§ Short exercise: Copy the rows below with "pin" swapped out for "marker" at every occurrence and nothing else altered.

§ Data shown:
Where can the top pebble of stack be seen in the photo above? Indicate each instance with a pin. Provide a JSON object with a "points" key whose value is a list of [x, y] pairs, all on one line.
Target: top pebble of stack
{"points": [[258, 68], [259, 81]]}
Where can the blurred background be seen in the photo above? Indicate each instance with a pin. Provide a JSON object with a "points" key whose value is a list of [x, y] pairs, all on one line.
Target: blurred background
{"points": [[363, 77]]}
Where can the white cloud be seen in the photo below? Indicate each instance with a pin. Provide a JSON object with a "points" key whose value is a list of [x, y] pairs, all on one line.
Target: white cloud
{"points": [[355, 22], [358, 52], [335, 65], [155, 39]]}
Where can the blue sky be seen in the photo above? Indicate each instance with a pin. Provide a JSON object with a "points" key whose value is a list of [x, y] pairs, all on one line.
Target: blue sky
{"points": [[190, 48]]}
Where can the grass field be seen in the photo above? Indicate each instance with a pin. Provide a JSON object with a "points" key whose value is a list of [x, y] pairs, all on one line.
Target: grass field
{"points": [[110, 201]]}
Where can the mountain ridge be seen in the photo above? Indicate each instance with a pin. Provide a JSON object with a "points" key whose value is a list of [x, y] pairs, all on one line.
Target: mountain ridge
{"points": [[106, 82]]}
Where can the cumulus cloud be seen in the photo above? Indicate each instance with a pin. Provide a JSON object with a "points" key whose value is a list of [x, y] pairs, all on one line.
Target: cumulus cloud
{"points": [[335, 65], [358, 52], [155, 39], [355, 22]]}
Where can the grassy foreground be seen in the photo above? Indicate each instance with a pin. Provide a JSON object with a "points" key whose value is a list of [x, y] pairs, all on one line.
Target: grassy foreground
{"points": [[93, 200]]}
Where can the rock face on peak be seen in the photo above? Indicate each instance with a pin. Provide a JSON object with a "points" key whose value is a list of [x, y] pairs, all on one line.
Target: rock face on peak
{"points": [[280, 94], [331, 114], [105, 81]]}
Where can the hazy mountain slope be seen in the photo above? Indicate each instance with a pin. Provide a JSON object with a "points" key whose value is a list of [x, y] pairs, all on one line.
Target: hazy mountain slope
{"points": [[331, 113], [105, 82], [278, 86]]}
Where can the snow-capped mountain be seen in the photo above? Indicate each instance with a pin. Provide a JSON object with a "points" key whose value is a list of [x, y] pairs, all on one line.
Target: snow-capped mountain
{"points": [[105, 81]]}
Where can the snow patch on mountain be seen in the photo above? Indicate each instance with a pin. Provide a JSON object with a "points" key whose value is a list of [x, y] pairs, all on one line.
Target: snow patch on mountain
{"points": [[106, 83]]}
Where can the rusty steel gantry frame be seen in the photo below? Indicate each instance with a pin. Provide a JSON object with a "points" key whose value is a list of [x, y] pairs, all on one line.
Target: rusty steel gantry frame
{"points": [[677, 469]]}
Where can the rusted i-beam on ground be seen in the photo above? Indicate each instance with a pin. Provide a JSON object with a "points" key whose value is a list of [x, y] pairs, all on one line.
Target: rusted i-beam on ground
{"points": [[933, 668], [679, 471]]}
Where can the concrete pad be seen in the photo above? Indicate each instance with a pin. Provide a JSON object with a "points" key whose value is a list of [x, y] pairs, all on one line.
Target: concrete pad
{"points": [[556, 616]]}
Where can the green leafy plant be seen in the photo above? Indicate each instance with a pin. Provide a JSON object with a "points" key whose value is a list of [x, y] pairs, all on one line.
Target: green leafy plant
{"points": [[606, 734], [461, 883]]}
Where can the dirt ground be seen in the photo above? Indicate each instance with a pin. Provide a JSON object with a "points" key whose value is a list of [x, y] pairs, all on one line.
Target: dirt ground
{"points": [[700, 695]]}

§ Reply:
Where can the top pebble of stack be seen in the photo above? Indicate each instance with a marker. Provide a JSON object with a "points" key whose value is a list of [x, y] pairs, all on one line.
Target: top pebble of stack
{"points": [[258, 68], [259, 81]]}
Where can the blurred background be seen in the photo above? Indicate each instance with a marker. Provide a JSON object with a "points" key whose value is a list of [x, y] pairs, all on one line.
Target: blurred background
{"points": [[363, 77]]}
Where can the white cloud be seen in the photo below? Indicate each instance with a marker. Provide a JSON object with a "points" key whose value is a list of [x, y] pairs, all on one line.
Target: white cloud
{"points": [[355, 22], [358, 52], [335, 65], [155, 39]]}
Where can the blue sky be seen in the photo above? Indicate each instance with a marker. Provide a JSON object with a "points" key whose value is a list of [x, y] pairs, all on one line.
Target: blue sky
{"points": [[190, 48]]}
Where can the grass field be seen in the photo above? Indicate each instance with a marker. Provide a JSON object with a "points" key whose value is a list of [x, y] pairs, all on one line.
Target: grass field
{"points": [[110, 201]]}
Where can the mountain ridge be seen in the photo above? Indicate each instance with a marker. Provide a JSON object with a "points" key whose value is a list of [x, y] pairs, all on one line.
Target: mountain ridge
{"points": [[106, 82]]}
Where can the cumulus cloud be seen in the photo above? Indicate each instance with a marker. Provide a JSON object with a "points" key whose value is a list of [x, y] pairs, all on one line.
Target: cumulus cloud
{"points": [[335, 65], [358, 52], [155, 39], [355, 22]]}
Where can the grassy foreground be seen in the photo above? Indicate each instance with a marker. Provide a JSON object with a "points" key whose value is a list of [x, y] pairs, all on one line.
Target: grassy foreground
{"points": [[93, 200]]}
Where can the rock face on peak be seen in the photo above? Indicate each instance with a marker. Provide a JSON object with a "points" key whose value is a list of [x, y] pairs, all on one line.
Target: rock face on peak
{"points": [[280, 94], [331, 114], [105, 81]]}
Where can the hazy mountain slope be seen in the photo above? Indicate each instance with a marker. Provide a JSON object with a "points" key whose value is a list of [x, y] pairs, all on one line.
Target: hazy mountain slope
{"points": [[331, 113], [105, 82], [278, 86]]}
Where can the snow-capped mountain be seen in the photo above? Indicate each instance with a marker. Provide a JSON object with a "points" key whose value is a list of [x, y] pairs, all on one line.
Target: snow-capped mountain
{"points": [[105, 81]]}
Where can the snow patch on mountain be seen in the photo above? Indicate each instance with a marker. Provide a JSON object with a "points" key whose value is a list of [x, y] pairs, all on one line.
Target: snow patch on mountain
{"points": [[106, 83]]}
Where can the rusty steel gantry frame be seen in the photo below? Indicate each instance with a marker. Provide a JSON object with a "points" key whose value is a list of [x, y] pairs, all on one line.
Target: rusty steel gantry frame
{"points": [[677, 469]]}
Where can the rusted i-beam on ground be seen in the photo above? Indicate each instance with a marker. Provide a JSON object with a "points" key whose value is a list of [x, y] pairs, all on one line.
Target: rusted i-beam on ground
{"points": [[933, 668], [679, 471]]}
Where can the concrete pad be seen in the photo above? Indicate each instance with a marker. Provide a JSON object with a "points" key whose value is a list of [x, y] pairs, all on one line.
Target: concrete pad
{"points": [[556, 616]]}
Where can the green leafy plant be seen in the photo above? Indicate each instance with a marker. Provide a JSON object with a "points" key whose value is a list of [x, y] pairs, all on one line.
Target: green leafy plant
{"points": [[606, 734], [461, 883]]}
Where can the dirt ground be seen in the photo above? Indicate each instance with a marker. Provide a JSON object with a "points" key whose value is a list of [x, y] pairs, all on one line.
Target: dirt ground
{"points": [[700, 695]]}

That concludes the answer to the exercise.